-- Aim of the exercise --
Reproduce all of the lines starting with the line containing "Mark the region of every instance of the <item>metal" and going on through the line containing "145], [478, 145]]", requests included. Shift every coordinate in the answers up by 60.

-- Task data --
------------

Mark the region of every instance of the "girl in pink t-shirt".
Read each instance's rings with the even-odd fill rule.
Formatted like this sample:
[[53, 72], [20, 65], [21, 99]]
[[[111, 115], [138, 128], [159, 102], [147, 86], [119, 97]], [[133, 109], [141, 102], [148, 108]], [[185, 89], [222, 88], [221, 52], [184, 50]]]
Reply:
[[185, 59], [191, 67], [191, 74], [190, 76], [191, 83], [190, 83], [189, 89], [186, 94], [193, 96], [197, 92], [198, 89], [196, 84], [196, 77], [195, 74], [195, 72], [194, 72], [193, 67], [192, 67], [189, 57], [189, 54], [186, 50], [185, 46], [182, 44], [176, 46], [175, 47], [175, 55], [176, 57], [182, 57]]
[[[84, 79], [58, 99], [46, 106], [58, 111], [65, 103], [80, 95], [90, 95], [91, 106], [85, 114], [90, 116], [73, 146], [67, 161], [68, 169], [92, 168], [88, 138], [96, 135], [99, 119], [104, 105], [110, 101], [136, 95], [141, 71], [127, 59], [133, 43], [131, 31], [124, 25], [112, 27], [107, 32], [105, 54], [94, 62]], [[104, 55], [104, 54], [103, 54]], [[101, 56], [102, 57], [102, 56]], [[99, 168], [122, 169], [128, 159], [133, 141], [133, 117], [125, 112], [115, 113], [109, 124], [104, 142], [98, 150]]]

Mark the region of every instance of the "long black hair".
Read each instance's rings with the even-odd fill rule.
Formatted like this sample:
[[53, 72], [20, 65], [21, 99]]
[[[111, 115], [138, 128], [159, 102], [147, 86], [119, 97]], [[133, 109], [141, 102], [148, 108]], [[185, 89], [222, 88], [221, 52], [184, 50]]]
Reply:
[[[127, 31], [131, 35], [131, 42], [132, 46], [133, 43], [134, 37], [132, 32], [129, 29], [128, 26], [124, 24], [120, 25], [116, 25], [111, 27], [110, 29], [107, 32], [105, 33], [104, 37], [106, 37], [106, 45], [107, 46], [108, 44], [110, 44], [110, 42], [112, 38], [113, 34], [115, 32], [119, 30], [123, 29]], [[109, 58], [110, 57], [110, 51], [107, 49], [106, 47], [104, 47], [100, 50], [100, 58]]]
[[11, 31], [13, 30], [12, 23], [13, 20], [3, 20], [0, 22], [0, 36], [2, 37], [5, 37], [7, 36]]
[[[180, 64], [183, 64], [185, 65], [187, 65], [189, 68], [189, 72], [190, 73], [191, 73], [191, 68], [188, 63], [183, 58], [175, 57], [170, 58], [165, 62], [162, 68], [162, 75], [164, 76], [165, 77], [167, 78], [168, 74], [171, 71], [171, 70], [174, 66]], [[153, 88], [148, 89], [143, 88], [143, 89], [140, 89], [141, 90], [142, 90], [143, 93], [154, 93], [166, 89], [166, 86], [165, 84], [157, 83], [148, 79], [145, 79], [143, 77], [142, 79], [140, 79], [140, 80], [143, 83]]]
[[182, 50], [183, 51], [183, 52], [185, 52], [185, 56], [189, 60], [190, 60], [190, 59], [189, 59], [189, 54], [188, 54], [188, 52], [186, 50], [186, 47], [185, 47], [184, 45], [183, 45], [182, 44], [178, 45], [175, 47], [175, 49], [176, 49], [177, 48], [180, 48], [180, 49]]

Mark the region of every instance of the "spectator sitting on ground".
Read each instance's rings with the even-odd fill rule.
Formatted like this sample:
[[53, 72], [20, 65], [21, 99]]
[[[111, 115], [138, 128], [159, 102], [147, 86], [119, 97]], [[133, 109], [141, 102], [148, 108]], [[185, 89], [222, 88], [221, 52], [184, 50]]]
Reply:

------------

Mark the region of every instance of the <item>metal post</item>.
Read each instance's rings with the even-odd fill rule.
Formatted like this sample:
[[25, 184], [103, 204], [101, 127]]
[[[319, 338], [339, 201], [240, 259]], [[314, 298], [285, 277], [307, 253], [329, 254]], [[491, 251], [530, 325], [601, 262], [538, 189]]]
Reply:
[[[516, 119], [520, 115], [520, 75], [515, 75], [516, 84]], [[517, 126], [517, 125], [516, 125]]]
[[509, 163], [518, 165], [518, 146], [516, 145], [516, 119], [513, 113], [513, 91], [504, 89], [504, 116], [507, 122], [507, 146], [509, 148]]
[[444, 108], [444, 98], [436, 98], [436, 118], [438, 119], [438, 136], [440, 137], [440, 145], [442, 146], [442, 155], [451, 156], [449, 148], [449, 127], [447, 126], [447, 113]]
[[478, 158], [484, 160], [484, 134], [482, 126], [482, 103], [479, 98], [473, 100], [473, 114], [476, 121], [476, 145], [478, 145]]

------------

-- Answer to this problem --
Mark the region of every instance of the <item>metal post</item>.
Read each instance's rings with the even-odd fill rule.
Formatted like this sample:
[[25, 184], [103, 204], [101, 127]]
[[[319, 338], [339, 201], [240, 259]], [[314, 298], [285, 277], [307, 253], [329, 254]], [[491, 251], [530, 325], [601, 262], [538, 189]]]
Reply:
[[[576, 179], [580, 175], [580, 135], [575, 135], [576, 144]], [[577, 186], [577, 185], [576, 185]]]
[[569, 223], [578, 225], [578, 206], [576, 205], [576, 179], [573, 173], [573, 151], [564, 149], [564, 176], [567, 182], [567, 206], [569, 208]]
[[504, 168], [504, 158], [496, 158], [496, 178], [498, 179], [498, 196], [500, 197], [500, 205], [502, 206], [502, 215], [511, 216], [509, 208], [509, 187], [507, 186], [507, 173]]
[[538, 218], [544, 220], [544, 194], [542, 186], [542, 163], [539, 158], [533, 160], [533, 174], [536, 181], [536, 205], [538, 205]]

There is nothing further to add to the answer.